*** Records for this exercise

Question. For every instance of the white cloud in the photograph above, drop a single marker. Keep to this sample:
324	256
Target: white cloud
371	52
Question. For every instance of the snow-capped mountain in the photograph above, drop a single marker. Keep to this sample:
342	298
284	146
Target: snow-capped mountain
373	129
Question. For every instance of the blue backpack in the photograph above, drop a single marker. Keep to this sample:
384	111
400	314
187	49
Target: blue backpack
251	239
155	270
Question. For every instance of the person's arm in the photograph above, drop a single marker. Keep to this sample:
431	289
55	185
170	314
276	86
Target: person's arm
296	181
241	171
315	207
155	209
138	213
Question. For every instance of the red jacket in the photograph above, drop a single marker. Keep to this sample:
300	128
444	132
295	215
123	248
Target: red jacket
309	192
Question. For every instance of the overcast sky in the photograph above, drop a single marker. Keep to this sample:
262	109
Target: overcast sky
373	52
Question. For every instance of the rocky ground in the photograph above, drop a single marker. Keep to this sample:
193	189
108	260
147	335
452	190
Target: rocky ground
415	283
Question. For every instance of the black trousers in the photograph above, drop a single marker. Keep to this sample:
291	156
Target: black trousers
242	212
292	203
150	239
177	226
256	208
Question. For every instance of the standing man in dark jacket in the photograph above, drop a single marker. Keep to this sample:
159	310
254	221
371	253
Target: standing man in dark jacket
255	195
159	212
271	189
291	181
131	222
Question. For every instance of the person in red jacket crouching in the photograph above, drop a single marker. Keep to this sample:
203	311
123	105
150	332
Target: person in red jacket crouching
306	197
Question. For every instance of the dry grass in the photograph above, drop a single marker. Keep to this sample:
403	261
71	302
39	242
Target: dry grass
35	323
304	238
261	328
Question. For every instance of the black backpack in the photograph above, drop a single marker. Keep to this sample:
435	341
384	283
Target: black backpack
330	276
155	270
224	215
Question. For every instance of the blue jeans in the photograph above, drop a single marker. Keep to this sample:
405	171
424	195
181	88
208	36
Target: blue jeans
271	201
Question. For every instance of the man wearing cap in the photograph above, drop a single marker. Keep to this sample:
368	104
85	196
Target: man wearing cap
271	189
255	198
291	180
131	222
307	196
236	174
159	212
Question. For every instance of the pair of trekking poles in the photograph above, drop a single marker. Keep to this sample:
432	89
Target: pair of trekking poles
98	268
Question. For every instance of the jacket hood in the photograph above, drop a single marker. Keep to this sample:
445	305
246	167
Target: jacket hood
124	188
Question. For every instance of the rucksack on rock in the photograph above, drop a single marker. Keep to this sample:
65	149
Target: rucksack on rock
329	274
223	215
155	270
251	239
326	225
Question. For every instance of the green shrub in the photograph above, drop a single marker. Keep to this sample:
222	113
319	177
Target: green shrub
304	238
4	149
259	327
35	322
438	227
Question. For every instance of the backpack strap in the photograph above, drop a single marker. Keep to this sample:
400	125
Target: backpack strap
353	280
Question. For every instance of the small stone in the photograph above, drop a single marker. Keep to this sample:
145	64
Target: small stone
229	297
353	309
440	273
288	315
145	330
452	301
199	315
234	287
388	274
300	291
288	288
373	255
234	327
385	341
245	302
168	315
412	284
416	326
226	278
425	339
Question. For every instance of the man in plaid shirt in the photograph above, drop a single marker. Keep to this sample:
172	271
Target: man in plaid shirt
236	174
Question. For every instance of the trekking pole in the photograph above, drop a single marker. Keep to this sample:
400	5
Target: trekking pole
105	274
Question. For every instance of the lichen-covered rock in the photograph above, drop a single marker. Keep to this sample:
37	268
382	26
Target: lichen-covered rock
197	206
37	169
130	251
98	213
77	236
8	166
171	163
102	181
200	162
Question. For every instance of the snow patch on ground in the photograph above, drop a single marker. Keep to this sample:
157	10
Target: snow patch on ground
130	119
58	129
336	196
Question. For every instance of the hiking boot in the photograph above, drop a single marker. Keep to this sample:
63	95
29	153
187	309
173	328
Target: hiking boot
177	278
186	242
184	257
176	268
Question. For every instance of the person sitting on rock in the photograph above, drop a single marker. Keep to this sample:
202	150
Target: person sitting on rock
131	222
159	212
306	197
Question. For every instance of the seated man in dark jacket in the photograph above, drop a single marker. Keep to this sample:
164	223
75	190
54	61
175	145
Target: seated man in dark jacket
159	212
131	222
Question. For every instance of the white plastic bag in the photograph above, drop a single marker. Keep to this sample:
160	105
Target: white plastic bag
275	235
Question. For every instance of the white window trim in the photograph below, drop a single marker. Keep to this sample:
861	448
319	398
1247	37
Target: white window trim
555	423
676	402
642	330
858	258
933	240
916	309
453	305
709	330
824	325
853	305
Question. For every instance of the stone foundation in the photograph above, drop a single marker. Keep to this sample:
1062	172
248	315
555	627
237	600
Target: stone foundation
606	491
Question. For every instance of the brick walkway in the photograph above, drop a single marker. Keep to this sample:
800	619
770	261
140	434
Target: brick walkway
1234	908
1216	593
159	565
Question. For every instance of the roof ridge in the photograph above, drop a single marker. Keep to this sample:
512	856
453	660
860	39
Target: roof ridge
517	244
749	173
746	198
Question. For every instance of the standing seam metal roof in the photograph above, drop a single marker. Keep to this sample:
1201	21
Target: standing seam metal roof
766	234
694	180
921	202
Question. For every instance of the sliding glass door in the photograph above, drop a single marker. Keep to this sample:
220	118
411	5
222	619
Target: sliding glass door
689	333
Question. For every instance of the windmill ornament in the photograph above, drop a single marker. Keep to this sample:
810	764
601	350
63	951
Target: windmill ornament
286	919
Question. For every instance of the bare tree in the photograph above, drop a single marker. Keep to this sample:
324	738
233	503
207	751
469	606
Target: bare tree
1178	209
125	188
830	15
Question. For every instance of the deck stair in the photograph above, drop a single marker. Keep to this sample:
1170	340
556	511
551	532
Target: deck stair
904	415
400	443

******

== Aim of the task ==
Emit verbatim the lines running from the one with "Question. For every instance of the standing seam" through the last line of the data, both endpoints inclusive.

== Answer for this exercise ==
Question. For every instance of the standing seam metal roof in the photograph above, drop a single marker. Keep to this sample:
1201	21
Target: standing seam metal roof
766	234
694	180
921	202
Question. For every instance of the sliding glass door in the photograph above, drop a single marker. Keep to this sample:
220	118
411	5
222	619
Target: sliding glass door
689	333
Question. For every instance of the windmill ornament in the photograph above, drop a single marker. Keep to this sample:
810	764
601	350
63	951
Target: windmill ornament
286	919
Question. For every instance of the bare tree in the photograph above, drop a single marker. Keep to this sample:
324	738
233	503
207	751
469	606
Target: bare tree
1178	209
125	188
830	15
Question. For every instance of the deck stair in the photograph above, drop a single marker. Keep to this sample:
1170	340
556	511
551	532
Target: deck stair
904	415
400	443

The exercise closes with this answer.